**EXTRAIT DU DOCUMENT:**
┌────────
Les fauves de Patrick Rotman.
France 2 avait mis sous le boisseau depuis des années ce passionnant documentaire sur l'inimitié entre l'actuel chef de l'Etat et l'ancien premier ministre Dominique de Villepin, craignant on ne sait quelles foudres élyséennes, ce qui n'a sans doute rien à voir avec le fait que les dirigeants de l'audiovisuel public sont désormais désignés en conseil des ministres par le bon vouloir du même actuel chef de l'Etat. La chaîne a fini par se décider à le diffuser, hier lundi soir, non sans avoir obtenu des producteurs le changement de titre de ce qui s'appelait initialement et délicatement Haine pure.
Thé ou café ? Miel ou fiel ? Arsenic ou cyanure ?
Rotman, que notre rédaction avait trouvé peu inspiré en auteur de fiction pour le film La conquête, donne toute la mesure de sa subtilité et de sa clairvoyance dans le documentaire politique, en trouvant deux personnages plus riches et plus beaux que la plus fertile imagination ne saurait jamais en inventer. En faisant l'historique minutieux de cette rivalité devenue légendaire entre deux rejetons de la Chiraquie, Rotman met patiemment au jour cette évidence pas toujours biblique qu'on ne déteste personne plus cordialement que quelqu'un qui nous ressemble. Et il apparaît effectivement que malgré des personnalités et des parcours très différents, les deux protagonistes semblent obéir aux mêmes ressorts, animés par la même ambition, et tenant également la politique pour le moyen d'assouvir des pulsions dépassant parfois l'entendement.
└────────
**CONSIGNE 1:** Selon l'article, quel titre le documentaire portait-il à l'origine ?
**CONSIGNE 2:** Recopiez le passage de l'article qui s'ouvre sur « France 2 avait » et se ferme sur « ou cyanure ? », en substituant « Duel au sommet » à « Haine pure ».
**CONSIGNE 3:**
Ces affirmations sont-elles conformes à l'article ? Répondez par oui ou par non, en citant les mots de l'article qui tranchent.
(a) France 2 a diffusé le documentaire un lundi soir.
(b) La rédaction avait trouvé Rotman très inspiré pour le film La conquête.
(c) Les deux protagonistes ont suivi des parcours semblables.
Appuyez-vous uniquement sur l'article pour répondre.

**DONNÉES ENREGISTRÉES:**
┌────────
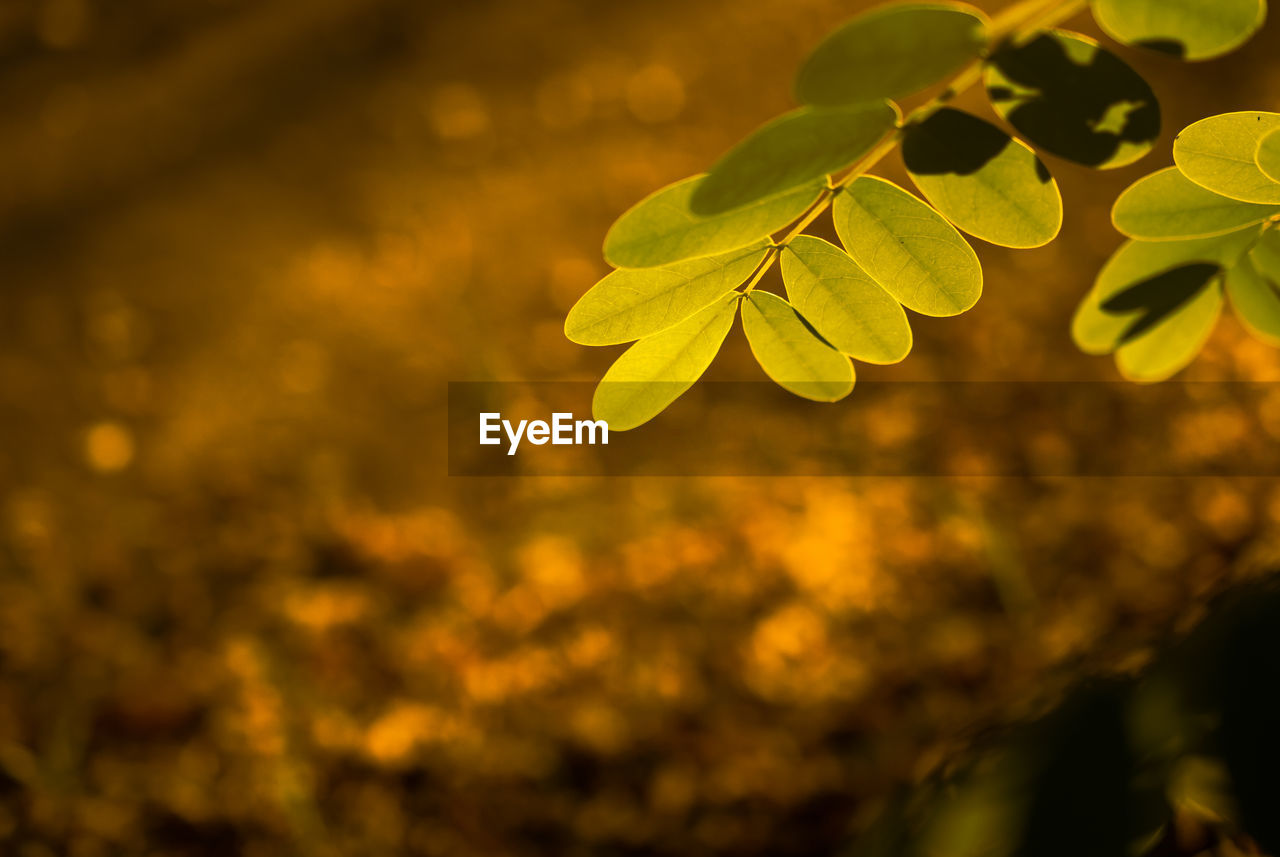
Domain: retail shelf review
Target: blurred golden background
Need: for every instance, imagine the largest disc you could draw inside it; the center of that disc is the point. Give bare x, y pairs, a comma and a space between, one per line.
└────────
**SOLUTION PROPOSÉE 1:** Il s'appelait initialement Haine pure.

**SOLUTION PROPOSÉE 2:**
France 2 avait mis sous le boisseau depuis des années ce passionnant documentaire sur l'inimitié entre l'actuel chef de l'Etat et l'ancien premier ministre Dominique de Villepin, craignant on ne sait quelles foudres élyséennes, ce qui n'a sans doute rien à voir avec le fait que les dirigeants de l'audiovisuel public sont désormais désignés en conseil des ministres par le bon vouloir du même actuel chef de l'Etat. La chaîne a fini par se décider à le diffuser, hier lundi soir, non sans avoir obtenu des producteurs le changement de titre de ce qui s'appelait initialement et délicatement Duel au sommet.
Thé ou café ? Miel ou fiel ? Arsenic ou cyanure ?

**SOLUTION PROPOSÉE 3:**
(a) Oui : « le diffuser, hier lundi soir ».
(b) Non : « peu inspiré en auteur de fiction pour le film La conquête ».
(c) Non : « des personnalités et des parcours très différents ».